### Written problem 1:
Report every line in the entries below that contains the word "white".
### Written problem 2:
Pick up the biography of Szolem Mandelbrojt below and continue it after its final sentence.

### Text excerpt:
** START **
Szolem Mandelbrojt (10 January 1899 – 23 September 1983) was a Polish-French mathematician who specialized in mathematical analysis. He was a professor at the Collège de France from 1938 to 1972, where he held the Chair of Analytical Mechanics and Celestial Mechanics.

Biography 

Szolem Mandelbrojt was born on 10 January 1899 in Warsaw, Poland into a Jewish family of Lithuanian descent. He was initially educated in Warsaw, then in 1919 he moved to Kharkov, Ukraine (then USSR) and spent a year as a student of the Russian mathematician Sergei Bernstein. A year later,  he emigrated to France and settled in Paris. In subsequent years, he attended the seminars of Jacques Hadamard, Henri Lebesgue, Émile Picard, and others. In 1923, he received a doctorate from Paris-Sorbonne University on the analytic continuation of the Taylor series. Hadamard was his Ph.D. advisor.

In 1924 Mandelbrojt was awarded a Rockefeller Fellowship in the United States.
In May 1926 he married Gladys Manuelle Grunwald (born 28 June 1904 in Paris).
** END **
### Listing:
** START **
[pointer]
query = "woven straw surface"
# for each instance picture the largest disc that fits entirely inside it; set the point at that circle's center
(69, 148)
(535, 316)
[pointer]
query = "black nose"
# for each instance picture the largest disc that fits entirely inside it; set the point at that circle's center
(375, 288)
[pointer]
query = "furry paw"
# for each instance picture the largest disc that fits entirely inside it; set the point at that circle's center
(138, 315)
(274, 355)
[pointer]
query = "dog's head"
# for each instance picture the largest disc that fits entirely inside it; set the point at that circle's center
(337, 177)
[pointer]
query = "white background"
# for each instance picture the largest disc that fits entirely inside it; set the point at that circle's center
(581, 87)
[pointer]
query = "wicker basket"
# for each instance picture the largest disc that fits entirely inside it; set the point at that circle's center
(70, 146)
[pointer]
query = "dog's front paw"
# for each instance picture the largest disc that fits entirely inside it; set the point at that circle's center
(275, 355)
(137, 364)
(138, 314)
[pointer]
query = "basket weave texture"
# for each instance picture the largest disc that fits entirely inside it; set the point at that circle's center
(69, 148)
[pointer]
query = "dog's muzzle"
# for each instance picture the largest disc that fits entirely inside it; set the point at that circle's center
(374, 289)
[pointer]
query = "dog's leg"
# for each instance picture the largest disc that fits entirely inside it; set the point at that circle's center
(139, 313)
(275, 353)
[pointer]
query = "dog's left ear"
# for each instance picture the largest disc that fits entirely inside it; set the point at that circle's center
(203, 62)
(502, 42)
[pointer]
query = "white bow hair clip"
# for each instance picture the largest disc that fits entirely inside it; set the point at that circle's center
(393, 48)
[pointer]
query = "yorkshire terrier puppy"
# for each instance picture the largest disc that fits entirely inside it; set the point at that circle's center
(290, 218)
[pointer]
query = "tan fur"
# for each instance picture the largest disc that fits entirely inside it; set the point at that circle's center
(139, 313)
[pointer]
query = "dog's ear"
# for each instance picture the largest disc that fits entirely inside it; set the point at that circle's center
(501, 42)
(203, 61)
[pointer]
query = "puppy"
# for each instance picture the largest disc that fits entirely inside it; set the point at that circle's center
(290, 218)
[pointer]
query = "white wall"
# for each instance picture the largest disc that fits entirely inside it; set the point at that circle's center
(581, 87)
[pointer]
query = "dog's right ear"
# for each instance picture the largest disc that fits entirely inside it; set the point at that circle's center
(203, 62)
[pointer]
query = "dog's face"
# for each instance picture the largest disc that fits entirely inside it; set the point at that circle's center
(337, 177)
** END **
### Task result 1:
query = "white background"
query = "white bow hair clip"
query = "white wall"

### Task result 2:
From 1926 to 1927, he spent a year as an assistant professor at the Rice Institute (now Rice University) in Houston, Texas.

In 1928 he returned to France - having received French citizenship in 1927 – and was appointed an assistant professor at the University of Lille. The following year he became a full professor at the University of Clermont-Ferrand. In December 1934 Mandelbrojt co-founded the Nicolas Bourbaki group of mathematicians, of which he was a member until World War II. He succeeded Hadamard at Collège de France in 1938 and took up the Chair of Analytical Mechanics and Celestial Mechanics.

Mandelbrojt helped several members of his family emigrate from Poland to France in 1936. One of them, his nephew Benoit Mandelbrot, was to discover the Mandelbrot set and coin the word fractal in the 1970s.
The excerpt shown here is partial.